§ TASK STATEMENT
A single number is wanted: how many lines of the data include the string "white".

§ Annotated photo localization data
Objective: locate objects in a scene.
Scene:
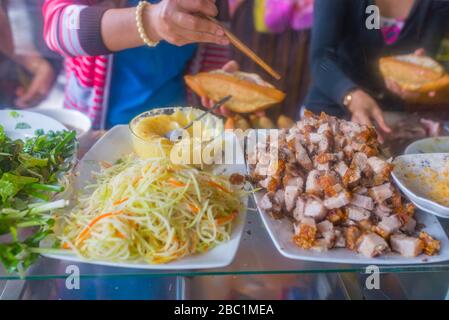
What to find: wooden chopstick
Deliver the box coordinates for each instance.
[205,16,281,80]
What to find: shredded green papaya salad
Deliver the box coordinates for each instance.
[58,156,246,264]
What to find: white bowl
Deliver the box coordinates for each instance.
[392,153,449,219]
[32,108,91,141]
[404,137,449,155]
[0,109,67,140]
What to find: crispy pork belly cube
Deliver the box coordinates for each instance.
[267,158,285,177]
[357,233,389,257]
[283,175,304,189]
[284,186,300,212]
[351,152,368,171]
[367,156,392,175]
[347,205,371,222]
[293,197,306,222]
[259,193,273,211]
[309,132,332,153]
[345,226,361,250]
[317,220,334,235]
[292,139,313,171]
[312,238,332,252]
[339,120,363,137]
[316,162,330,171]
[419,232,441,256]
[377,214,402,235]
[350,194,374,211]
[306,170,323,195]
[353,186,368,195]
[374,204,392,218]
[401,217,417,233]
[334,229,346,248]
[343,167,361,187]
[334,161,349,179]
[390,234,424,257]
[253,153,271,176]
[324,192,351,210]
[317,123,331,134]
[292,218,317,249]
[304,197,327,221]
[369,183,393,203]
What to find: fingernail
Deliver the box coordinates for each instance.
[216,28,224,36]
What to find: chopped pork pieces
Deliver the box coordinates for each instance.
[251,111,440,258]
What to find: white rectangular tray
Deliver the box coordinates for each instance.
[253,191,449,265]
[42,125,248,270]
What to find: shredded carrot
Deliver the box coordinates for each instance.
[62,242,70,249]
[188,203,199,213]
[99,161,112,168]
[115,231,126,239]
[216,210,238,225]
[168,179,186,187]
[76,211,123,244]
[208,181,231,194]
[113,197,129,206]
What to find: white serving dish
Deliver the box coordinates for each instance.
[0,109,67,140]
[41,125,248,270]
[253,191,449,264]
[31,108,92,141]
[405,137,449,155]
[392,153,449,219]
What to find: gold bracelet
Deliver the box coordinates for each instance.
[136,1,159,47]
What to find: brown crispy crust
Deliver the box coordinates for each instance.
[184,72,286,113]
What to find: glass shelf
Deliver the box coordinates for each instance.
[1,197,449,281]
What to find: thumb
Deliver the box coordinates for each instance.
[222,60,239,72]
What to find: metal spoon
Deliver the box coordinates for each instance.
[166,95,232,142]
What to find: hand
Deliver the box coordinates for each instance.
[146,0,230,46]
[384,48,436,99]
[14,56,56,108]
[347,89,392,141]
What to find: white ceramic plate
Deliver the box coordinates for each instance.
[42,125,248,270]
[0,109,67,140]
[247,130,449,264]
[252,191,449,264]
[405,137,449,155]
[392,153,449,219]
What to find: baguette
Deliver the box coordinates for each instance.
[379,54,447,91]
[185,70,285,113]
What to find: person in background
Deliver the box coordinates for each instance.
[42,0,235,129]
[210,0,313,122]
[305,0,449,137]
[0,0,57,108]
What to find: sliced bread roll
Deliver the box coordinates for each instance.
[379,54,447,91]
[185,70,285,113]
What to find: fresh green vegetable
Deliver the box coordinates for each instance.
[0,125,76,274]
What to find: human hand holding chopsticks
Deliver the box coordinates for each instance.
[145,0,230,46]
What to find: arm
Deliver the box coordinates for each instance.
[310,0,357,105]
[311,0,390,135]
[43,0,228,58]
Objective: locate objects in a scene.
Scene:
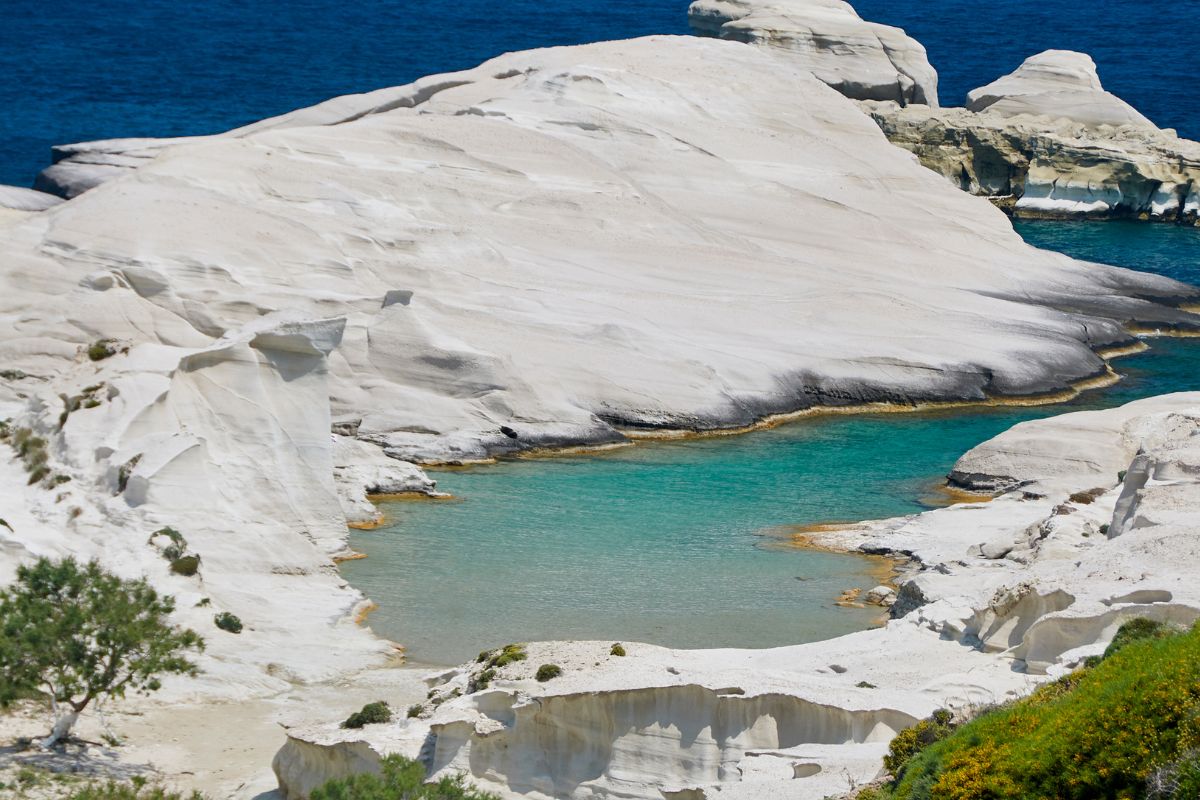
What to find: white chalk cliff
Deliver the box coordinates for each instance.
[867,50,1200,223]
[275,393,1200,799]
[687,0,938,106]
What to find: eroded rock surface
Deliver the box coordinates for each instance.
[688,0,938,105]
[966,50,1154,129]
[866,50,1200,223]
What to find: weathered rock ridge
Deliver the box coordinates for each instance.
[687,0,938,106]
[966,50,1154,130]
[4,38,1196,467]
[866,50,1200,223]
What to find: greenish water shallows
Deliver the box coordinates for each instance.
[345,221,1200,666]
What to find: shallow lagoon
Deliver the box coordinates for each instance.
[346,221,1200,665]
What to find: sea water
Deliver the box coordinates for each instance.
[1,0,1195,188]
[345,222,1200,664]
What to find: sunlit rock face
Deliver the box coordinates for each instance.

§ WRITTEN SOLUTION
5